• LEESTEKST:
++++++++++

Hoewel macht het centrale concept is dat neorealisten menen te verklaren, vertellen zij niets over economische macht. Dat laten zij over aan de economische wetenschap. Economen nemen echter aan dat macht of rijkdom per definitie uitgesmeerd is over de markt en daarom niet interessant is om te onderzoeken.
DE THEORETISCHE SCHEIDING TUSSEN POLITIEK EN ECONOMIE, TUSSEN STAAT EN ONDERNEMING, IS IN DE PRAKTIJK MOEILIJK VOL TE HOUDEN
Die theoretische scheiding tussen politiek en economie, tussen staat en onderneming, is in de praktijk echter moeilijk vol te houden. Sterker nog, het is een sprookje.
Zo is de staat altijd georganiseerd geweest als een lichaam van corporations. Gemeenten, universiteiten, ziekenhuizen, handelsondernemingen, gildes of (centrale) banken verkregen allemaal bij soeverein besluit van de koning, regering of parlement – van de staat, derhalve – een specifieke publieke functie om de autoriteit en het functioneren van diezelfde staat te waarborgen of te vergroten. Met andere woorden, zij verkregen per contract, verdrag of charter een stukje soevereiniteit om de macht van de staat uit te oefenen. Gedurende de negentiende eeuw is dit incorporation game echter geliberaliseerd: de soevereine uitzondering werd regel. Het vestigen van een bedrijf werd ieders recht en was niet langer afhankelijk van soevereine willekeur.
Wetgeving die het vestigingsbeleid liberaliseerde werd min of meer gelijktijdig ingevoerd in de Verenigde Staten, het Verenigd Koninkrijk, Duitsland en Frankrijk – de vier grootmachten van die tijd. Zo werd in navolging van de staat ook de particuliere onderneming een rechtspersoon – beide zijn cruciale juridische mythes die ten grondslag liggen aan de inrichting van de huidige wereld.

++++++++++

• AANGELEVERD MATERIAAL:
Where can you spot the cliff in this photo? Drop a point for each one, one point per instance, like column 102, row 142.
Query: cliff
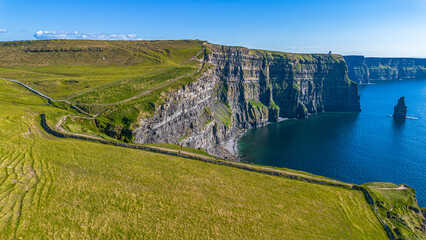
column 364, row 70
column 243, row 89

++++++++++

• UIT TE VOEREN OPDRACHT: Schrijf alsjeblieft het stuk uit de leestekst over dat begint bij „Hoewel macht het” en doorloopt tot en met „om te onderzoeken.”.

• ANTWOORD OP OPDRACHT:
Hoewel macht het centrale concept is dat neorealisten menen te verklaren, vertellen zij niets over economische macht. Dat laten zij over aan de economische wetenschap. Economen nemen echter aan dat macht of rijkdom per definitie uitgesmeerd is over de markt en daarom niet interessant is om te onderzoeken.